In the listing below, locate the line containing "TARGET = dark shingle roof"; reproduce that line and all lines that follow it, unchanged.
-.-.-
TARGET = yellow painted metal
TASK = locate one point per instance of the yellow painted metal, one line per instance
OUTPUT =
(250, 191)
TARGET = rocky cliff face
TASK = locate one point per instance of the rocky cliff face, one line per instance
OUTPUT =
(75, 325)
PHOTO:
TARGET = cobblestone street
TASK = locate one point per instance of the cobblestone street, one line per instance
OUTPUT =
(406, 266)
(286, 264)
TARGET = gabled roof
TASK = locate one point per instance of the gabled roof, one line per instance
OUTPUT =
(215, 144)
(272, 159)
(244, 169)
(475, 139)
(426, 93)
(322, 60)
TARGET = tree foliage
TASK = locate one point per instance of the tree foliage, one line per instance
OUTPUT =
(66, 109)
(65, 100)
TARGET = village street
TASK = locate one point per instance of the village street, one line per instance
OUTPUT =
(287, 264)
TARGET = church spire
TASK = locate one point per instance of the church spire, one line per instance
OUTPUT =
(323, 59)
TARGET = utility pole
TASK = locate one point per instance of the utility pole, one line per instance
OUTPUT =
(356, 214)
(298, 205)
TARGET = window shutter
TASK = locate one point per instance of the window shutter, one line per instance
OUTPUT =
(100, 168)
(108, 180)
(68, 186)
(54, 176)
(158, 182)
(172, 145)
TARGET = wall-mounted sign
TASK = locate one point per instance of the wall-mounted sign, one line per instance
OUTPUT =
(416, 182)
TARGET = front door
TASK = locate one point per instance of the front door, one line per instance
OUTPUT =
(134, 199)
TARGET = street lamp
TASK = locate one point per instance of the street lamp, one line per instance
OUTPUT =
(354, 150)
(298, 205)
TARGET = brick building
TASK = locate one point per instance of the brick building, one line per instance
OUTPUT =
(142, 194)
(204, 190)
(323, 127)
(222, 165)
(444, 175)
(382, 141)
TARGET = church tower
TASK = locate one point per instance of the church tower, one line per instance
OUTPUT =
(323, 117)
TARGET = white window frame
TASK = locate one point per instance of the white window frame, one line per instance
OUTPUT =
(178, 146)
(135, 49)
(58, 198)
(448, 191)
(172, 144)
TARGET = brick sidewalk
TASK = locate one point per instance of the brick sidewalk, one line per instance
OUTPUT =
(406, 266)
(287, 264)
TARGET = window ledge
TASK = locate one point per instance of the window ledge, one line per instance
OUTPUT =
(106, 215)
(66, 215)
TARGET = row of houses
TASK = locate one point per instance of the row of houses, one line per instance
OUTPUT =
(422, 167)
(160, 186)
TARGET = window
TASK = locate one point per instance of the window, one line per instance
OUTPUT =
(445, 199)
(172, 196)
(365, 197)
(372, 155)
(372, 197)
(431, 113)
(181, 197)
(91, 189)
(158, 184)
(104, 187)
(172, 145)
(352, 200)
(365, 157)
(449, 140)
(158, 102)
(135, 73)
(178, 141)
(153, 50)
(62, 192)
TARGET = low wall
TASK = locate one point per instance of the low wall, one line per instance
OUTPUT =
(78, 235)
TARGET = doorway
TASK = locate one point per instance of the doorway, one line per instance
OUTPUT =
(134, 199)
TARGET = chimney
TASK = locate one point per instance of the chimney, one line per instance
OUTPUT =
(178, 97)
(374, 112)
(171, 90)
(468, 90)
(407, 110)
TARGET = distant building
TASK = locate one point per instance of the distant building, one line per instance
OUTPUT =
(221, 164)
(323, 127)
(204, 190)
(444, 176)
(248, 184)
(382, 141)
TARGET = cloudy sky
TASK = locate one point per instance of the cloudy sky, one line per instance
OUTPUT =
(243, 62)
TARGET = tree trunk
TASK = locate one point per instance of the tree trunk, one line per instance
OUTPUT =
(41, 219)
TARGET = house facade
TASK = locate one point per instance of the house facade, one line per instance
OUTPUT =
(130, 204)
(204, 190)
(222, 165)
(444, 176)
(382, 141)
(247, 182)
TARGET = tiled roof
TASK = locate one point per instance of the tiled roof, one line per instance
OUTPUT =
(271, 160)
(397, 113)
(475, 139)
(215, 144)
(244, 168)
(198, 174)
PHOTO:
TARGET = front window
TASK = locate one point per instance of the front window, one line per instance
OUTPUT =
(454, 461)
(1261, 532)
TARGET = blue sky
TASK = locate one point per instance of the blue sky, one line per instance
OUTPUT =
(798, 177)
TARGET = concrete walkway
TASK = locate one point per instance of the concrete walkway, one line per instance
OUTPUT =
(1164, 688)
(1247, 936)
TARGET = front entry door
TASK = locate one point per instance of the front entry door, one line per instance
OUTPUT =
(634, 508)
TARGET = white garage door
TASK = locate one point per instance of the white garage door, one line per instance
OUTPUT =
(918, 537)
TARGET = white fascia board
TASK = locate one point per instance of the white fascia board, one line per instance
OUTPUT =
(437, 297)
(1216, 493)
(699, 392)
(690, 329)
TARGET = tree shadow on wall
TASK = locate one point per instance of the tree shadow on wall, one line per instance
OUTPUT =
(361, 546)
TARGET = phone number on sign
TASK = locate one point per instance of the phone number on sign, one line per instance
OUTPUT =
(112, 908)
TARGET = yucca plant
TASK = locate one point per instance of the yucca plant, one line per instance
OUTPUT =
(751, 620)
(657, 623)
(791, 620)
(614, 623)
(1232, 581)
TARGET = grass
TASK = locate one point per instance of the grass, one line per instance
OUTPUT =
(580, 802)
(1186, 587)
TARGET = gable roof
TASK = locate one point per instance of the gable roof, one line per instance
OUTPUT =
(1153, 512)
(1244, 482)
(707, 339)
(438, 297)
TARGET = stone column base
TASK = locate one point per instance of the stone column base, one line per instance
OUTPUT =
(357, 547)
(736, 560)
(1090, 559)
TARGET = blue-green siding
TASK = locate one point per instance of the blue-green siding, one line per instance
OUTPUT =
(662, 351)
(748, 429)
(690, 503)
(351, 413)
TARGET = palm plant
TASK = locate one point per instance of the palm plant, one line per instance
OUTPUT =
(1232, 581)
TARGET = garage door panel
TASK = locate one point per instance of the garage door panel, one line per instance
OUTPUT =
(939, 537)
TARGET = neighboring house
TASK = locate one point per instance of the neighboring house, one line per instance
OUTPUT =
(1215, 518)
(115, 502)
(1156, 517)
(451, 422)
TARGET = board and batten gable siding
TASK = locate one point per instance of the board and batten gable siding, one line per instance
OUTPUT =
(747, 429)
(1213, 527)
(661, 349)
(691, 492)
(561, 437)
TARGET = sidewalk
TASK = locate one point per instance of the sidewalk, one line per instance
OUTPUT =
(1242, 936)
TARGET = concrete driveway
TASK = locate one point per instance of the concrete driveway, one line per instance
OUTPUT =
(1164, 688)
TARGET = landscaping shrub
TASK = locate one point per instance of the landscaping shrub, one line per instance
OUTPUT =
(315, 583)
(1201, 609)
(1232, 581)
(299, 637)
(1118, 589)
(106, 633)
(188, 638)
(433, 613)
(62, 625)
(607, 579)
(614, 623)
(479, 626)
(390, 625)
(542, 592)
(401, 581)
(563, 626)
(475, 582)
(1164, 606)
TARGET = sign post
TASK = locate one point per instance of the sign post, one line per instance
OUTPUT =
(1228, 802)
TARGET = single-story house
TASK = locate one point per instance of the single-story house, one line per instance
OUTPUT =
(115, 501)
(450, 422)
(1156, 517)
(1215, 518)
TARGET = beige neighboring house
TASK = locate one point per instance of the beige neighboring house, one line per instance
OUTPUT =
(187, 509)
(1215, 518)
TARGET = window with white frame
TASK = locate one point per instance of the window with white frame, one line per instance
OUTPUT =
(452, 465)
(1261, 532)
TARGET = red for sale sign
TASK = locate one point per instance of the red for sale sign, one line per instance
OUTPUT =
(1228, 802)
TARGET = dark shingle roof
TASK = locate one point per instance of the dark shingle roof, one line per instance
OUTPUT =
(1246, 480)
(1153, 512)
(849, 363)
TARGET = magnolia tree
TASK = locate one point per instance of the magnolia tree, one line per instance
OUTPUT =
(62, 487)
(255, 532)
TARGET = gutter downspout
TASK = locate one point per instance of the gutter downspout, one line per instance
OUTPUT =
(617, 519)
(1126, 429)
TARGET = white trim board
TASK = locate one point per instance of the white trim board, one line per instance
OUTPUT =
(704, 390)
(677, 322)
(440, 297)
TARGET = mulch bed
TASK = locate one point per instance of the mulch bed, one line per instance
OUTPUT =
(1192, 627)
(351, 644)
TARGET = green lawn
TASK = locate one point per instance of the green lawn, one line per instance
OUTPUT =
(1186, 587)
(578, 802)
-.-.-
SOLUTION TO THIS PROBLEM:
TARGET = dark shingle roof
TASK = locate one point per instance of the dark shingle roof, one line per instance
OUTPUT =
(1246, 480)
(1153, 512)
(849, 363)
TARGET = magnolia tree
TASK = locate one point per instance of the magnolia tree, one line per instance
OUTPUT =
(62, 487)
(255, 532)
TARGET = gutter downspout
TASK = locate one point per instance of the gutter downspout, one line per instance
OUTPUT =
(617, 519)
(1126, 429)
TARGET = white trim board
TASK = locate one point per instance of the white trim board, one line per instance
OUTPUT =
(704, 390)
(677, 322)
(440, 297)
TARGET = mulch bed
TASK = locate one point per instance of the mulch bed, one line per instance
OUTPUT =
(1192, 627)
(351, 644)
TARGET = green lawn
TASK = locate one point per instance of the green lawn, one line per instance
OUTPUT =
(1186, 587)
(578, 802)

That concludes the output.